▶ Supplied data
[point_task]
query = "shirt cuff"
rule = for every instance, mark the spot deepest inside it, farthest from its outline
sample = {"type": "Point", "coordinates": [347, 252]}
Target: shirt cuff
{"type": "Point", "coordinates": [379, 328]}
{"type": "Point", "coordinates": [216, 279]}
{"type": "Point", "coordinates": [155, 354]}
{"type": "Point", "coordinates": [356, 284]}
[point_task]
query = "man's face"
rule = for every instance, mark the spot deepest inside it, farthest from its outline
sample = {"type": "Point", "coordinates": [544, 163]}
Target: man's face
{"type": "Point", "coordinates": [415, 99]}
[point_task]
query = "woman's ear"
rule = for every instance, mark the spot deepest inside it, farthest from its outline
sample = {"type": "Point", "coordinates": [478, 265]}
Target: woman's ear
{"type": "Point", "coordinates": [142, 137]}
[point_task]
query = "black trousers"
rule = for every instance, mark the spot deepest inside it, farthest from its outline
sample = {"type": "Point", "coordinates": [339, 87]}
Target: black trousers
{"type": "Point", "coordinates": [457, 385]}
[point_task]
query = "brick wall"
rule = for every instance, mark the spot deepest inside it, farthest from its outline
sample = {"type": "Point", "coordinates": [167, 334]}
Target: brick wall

▶ Goal
Copy all of the lines above word for word, with nothing changed.

▶ Complete answer
[point_task]
query = "shirt cuff"
rule = for every instance, mark the spot deepest inside it, farthest from its outline
sample = {"type": "Point", "coordinates": [347, 252]}
Target: shirt cuff
{"type": "Point", "coordinates": [379, 328]}
{"type": "Point", "coordinates": [216, 279]}
{"type": "Point", "coordinates": [155, 354]}
{"type": "Point", "coordinates": [356, 284]}
[point_task]
query = "man's face"
rule = for every instance, mark the spot deepest inside it, farthest from its outline
sample = {"type": "Point", "coordinates": [544, 163]}
Target: man's face
{"type": "Point", "coordinates": [415, 99]}
[point_task]
query = "woman's ear"
rule = for every instance, mark the spot deepest inside it, farthest from its outline
sample = {"type": "Point", "coordinates": [478, 265]}
Target: woman's ear
{"type": "Point", "coordinates": [142, 137]}
[point_task]
query = "black trousers"
rule = for every instance, mark the spot deepest inside it, farthest from its outline
sample = {"type": "Point", "coordinates": [339, 87]}
Target: black trousers
{"type": "Point", "coordinates": [457, 385]}
[point_task]
query = "brick wall"
rule = for every instance, mark the spot deepest inside it, farthest from its outline
sample = {"type": "Point", "coordinates": [167, 334]}
Target: brick wall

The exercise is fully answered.